§ Material to process:
+++

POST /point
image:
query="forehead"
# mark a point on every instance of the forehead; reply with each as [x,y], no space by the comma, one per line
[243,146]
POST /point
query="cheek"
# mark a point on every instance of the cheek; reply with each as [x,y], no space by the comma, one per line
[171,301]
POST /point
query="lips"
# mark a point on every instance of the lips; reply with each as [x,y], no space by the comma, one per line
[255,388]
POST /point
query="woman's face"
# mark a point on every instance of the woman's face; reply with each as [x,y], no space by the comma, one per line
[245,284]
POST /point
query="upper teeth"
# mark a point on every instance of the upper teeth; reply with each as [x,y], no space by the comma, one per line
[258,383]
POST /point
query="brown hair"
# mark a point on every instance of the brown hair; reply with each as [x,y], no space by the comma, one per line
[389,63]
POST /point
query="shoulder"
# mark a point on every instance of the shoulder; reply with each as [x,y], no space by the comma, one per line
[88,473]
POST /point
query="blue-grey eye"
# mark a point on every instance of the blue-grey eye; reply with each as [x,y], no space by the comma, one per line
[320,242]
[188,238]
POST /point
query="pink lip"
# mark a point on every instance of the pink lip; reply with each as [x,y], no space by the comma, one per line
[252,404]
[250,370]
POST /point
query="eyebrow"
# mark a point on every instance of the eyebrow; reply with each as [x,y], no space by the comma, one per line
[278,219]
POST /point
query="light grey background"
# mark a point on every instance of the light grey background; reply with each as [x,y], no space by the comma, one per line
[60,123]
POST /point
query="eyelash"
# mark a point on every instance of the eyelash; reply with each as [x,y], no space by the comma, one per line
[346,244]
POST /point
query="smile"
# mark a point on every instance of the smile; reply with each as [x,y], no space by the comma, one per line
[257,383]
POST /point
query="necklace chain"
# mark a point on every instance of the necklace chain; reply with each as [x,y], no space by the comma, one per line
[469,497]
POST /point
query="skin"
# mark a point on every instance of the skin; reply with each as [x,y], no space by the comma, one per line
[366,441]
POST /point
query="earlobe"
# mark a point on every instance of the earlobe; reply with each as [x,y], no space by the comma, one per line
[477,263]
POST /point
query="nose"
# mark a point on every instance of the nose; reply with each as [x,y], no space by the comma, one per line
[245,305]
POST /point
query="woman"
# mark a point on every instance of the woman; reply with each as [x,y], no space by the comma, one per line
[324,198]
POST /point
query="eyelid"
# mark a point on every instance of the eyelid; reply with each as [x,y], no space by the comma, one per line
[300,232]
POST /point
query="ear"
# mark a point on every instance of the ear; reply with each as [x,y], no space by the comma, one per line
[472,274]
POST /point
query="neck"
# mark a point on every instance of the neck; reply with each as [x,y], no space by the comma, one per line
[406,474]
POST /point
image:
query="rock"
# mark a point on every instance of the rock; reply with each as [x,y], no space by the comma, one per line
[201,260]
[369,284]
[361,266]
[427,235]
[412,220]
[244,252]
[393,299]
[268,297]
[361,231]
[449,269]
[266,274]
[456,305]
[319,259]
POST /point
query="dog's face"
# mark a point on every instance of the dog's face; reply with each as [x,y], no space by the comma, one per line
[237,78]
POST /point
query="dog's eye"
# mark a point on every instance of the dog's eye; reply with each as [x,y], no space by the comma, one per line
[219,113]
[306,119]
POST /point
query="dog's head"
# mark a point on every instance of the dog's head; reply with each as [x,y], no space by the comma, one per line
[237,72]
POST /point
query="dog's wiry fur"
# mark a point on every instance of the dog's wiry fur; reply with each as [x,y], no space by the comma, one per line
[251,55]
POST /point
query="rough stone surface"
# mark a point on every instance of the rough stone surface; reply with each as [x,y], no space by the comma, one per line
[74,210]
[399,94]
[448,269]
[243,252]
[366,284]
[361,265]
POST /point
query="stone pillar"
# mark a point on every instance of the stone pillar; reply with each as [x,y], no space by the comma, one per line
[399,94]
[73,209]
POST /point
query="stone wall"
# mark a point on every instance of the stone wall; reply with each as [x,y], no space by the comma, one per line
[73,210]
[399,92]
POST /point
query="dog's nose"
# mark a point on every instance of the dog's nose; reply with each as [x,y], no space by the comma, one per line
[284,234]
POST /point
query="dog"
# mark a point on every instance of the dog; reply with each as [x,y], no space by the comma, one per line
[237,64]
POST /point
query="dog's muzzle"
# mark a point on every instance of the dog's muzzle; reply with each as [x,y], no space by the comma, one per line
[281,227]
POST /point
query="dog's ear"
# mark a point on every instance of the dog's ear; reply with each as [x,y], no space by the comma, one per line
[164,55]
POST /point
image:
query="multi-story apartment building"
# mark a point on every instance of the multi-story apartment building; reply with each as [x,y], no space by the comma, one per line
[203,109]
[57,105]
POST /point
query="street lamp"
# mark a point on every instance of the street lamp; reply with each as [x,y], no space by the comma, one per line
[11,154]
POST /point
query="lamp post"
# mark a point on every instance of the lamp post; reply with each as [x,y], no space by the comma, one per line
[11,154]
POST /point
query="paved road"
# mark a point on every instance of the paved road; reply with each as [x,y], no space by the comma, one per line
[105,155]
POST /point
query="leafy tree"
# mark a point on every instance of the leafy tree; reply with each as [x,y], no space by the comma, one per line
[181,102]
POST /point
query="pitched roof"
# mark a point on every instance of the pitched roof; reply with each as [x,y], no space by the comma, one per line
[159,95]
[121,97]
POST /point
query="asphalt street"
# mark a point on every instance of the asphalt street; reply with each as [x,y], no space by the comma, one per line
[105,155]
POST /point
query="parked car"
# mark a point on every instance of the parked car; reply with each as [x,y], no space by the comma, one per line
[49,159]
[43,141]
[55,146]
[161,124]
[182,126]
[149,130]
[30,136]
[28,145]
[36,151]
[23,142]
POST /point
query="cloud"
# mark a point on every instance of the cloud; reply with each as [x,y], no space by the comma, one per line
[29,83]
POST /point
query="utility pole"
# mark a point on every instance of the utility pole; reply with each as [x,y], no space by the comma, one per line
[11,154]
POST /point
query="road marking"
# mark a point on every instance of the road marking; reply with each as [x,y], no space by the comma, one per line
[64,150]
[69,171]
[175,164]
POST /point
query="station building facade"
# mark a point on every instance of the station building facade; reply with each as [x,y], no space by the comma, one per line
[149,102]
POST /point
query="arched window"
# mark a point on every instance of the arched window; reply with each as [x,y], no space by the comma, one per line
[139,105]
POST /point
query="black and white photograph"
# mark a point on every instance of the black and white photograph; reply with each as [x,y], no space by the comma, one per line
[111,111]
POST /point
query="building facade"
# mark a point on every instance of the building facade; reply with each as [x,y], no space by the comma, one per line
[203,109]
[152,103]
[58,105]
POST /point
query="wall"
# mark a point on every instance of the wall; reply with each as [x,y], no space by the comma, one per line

+++

§ Directive:
Give every line of the material again, exactly as it reads.

§ Correct result:
POST /point
image:
query="forehead"
# mark a point on every instance of the forehead; reply with each as [x,y], no space by the comma, one per line
[243,146]
POST /point
query="cheek"
# mark a point on every instance of the cheek; reply with each as [x,y], no space by the comma, one per line
[171,301]
POST /point
query="lips"
# mark a point on every instance of the lips; reply with each as [x,y], no space by the comma, one per line
[255,388]
POST /point
query="woman's face"
# mark a point on every instance of the woman's face; reply with each as [x,y], no space by the comma, one per line
[245,284]
POST /point
query="upper teeth"
# mark a point on every instance of the upper teeth; reply with each as [x,y], no space by the comma, one per line
[258,383]
POST /point
query="brown hair"
# mark a point on every instance of the brown hair; reply with each as [x,y], no space by the comma, one per line
[389,63]
POST /point
query="shoulder"
# mark a point on every instance of the shoulder; reply with each as [x,y], no space by the comma, one per line
[88,473]
POST /point
query="blue-grey eye"
# mark a point on every instance of the blue-grey eye; reply with each as [x,y], no space by the comma, one per line
[320,242]
[188,238]
POST /point
query="pink lip"
# mark a point on every instance of the pink lip; reply with each as [x,y], no space by the comma, one per line
[252,404]
[250,370]
POST /point
query="eyebrow"
# mark a point on every instance of the eyebrow; reply with each as [x,y], no space by the comma, one per line
[278,219]
POST /point
query="light grey background"
# mark a point on every instance of the light grey background; reply with each as [x,y], no space by the comma, one per line
[60,123]
POST /point
query="eyelash"
# mark a point on every instance of the eyelash; reply with each as [x,y], no space by the comma, one per line
[346,244]
POST /point
query="smile"
# mark a point on every instance of the smile; reply with each as [x,y], no space by the comma, one per line
[257,383]
POST /point
query="necklace chain"
# mark a point on every instance of the necklace chain; reply with each as [x,y], no space by the comma, one per line
[469,497]
POST /point
query="skin"
# mark a point on every instance of the skin; reply with each as [x,y], no space by the comma, one per line
[366,441]
POST /point
query="earlobe"
# mark a point on every instance of the earlobe; reply with each as [x,y], no space by the comma, one per line
[477,263]
POST /point
query="nose"
# mark a point on every instance of the nose; reply with each as [x,y], no space by the comma, one per line
[245,305]
POST /point
query="woman"
# mark a point on every instance of the woman; reply with each as [x,y], no space by the comma, one per line
[324,198]
POST /point
query="eyelid"
# mark a point on every instance of the eyelid; reply with each as [x,y], no space by the comma, one per line
[300,232]
POST /point
query="ear"
# mark a point on every instance of the ear; reply with each as [x,y], no space by the comma, one per line
[472,274]
POST /point
query="neck"
# mark a point on every instance of the neck; reply with each as [x,y], no space by the comma, one per line
[406,474]
POST /point
image:
query="rock"
# mark a point on every instance of the rock; reply with each as [x,y], no space by the comma, one per line
[201,260]
[369,284]
[361,266]
[427,235]
[412,220]
[244,252]
[393,299]
[268,297]
[361,231]
[449,269]
[266,274]
[456,305]
[319,259]
POST /point
query="dog's face"
# mark a point on every instance of the dog's face; reply with each as [x,y], no space by the comma, one per line
[237,78]
POST /point
query="dog's eye"
# mark a point on every instance of the dog's eye; reply with each as [x,y], no space by the comma, one per line
[219,113]
[306,119]
POST /point
query="dog's head"
# mark a point on every instance of the dog's head; reply with each as [x,y], no space by the comma, one per line
[237,72]
POST /point
query="dog's wiry fur"
# mark a point on every instance of the dog's wiry fur; reply with each as [x,y], no space by the comma, one per line
[251,55]
POST /point
query="rough stone surface"
# mark a point on every instance of the rough stone surface; reply with each as [x,y], no space by the comma, one per line
[74,210]
[399,94]
[448,269]
[243,252]
[366,284]
[361,265]
POST /point
query="stone pillar"
# mark a point on every instance of the stone pillar; reply with each as [x,y], no space by the comma, one per line
[399,94]
[73,209]
POST /point
query="stone wall"
# mark a point on every instance of the stone wall; reply with each as [x,y], no space by the comma, one per line
[73,210]
[399,92]
POST /point
query="dog's nose"
# mark a point on every instance of the dog's nose; reply with each as [x,y], no space by the comma, one per line
[284,234]
POST /point
query="dog"
# mark a point on every instance of the dog; reply with each as [x,y], no space by the comma, one per line
[237,64]
POST /point
query="dog's muzzle"
# mark a point on every instance of the dog's muzzle; reply with each as [x,y], no space by the comma, one per line
[281,227]
POST /point
query="dog's ear"
# mark a point on every instance of the dog's ear; reply with each as [x,y], no space by the comma, one per line
[164,55]
POST /point
image:
query="multi-story apartment building"
# mark a point on every instance of the multi-story apartment building; reply with each as [x,y], no space by the comma, one per line
[203,109]
[57,105]
POST /point
query="street lamp"
# mark a point on every instance of the street lamp; reply with each as [x,y], no space by the comma, one per line
[11,154]
POST /point
query="lamp post"
# mark a point on every instance of the lamp post; reply with each as [x,y], no space by the comma, one per line
[11,154]
POST /point
query="paved road"
# mark a point on every instance of the paved road; reply with each as [x,y], no space by the comma, one per line
[105,155]
POST /point
query="leafy tree"
# mark a point on every instance of the leafy tree; reply with each as [x,y], no space by the comma, one per line
[181,102]
POST /point
query="pitched roof"
# mark a point on every instance of the pitched roof; reply with each as [x,y], no space by the comma, one per line
[159,95]
[121,97]
POST /point
query="asphalt street"
# mark a point on every instance of the asphalt street; reply with each as [x,y], no space by the comma, one per line
[105,155]
POST /point
query="parked car"
# mark a point on every instance of the parked car; reply with each as [x,y], no space by the comma, one per line
[49,159]
[43,141]
[55,146]
[161,124]
[182,126]
[149,130]
[30,136]
[28,145]
[36,151]
[23,142]
POST /point
query="cloud"
# mark a point on every instance of the cloud; reply with each as [x,y], no space by the comma, one per line
[29,83]
POST /point
query="utility pole"
# mark a point on every instance of the utility pole; reply with each as [x,y], no space by the comma, one per line
[11,154]
POST /point
query="road marking"
# mark a point on every instance of the road marking; reply with each as [x,y], no space by the comma, one per line
[64,150]
[69,171]
[175,164]
POST /point
query="station building facade"
# mark a point on every instance of the station building facade; reply with each as [x,y], no space by the comma, one per line
[149,102]
POST /point
query="arched window"
# mark a point on every instance of the arched window; reply with each as [x,y], no space by the comma, one per line
[139,105]
POST /point
query="black and white photograph"
# mark a point on every instance of the black and white photograph; reply with each as [x,y], no space by the comma, one per line
[111,111]
POST /point
query="building facade"
# mark a point on every instance of the building facade; reply with each as [x,y], no space by the comma, one per line
[203,109]
[152,103]
[58,105]
POST /point
query="wall"
# mark a point on every instance of the wall; reply with each as [x,y], no space by the comma, one per line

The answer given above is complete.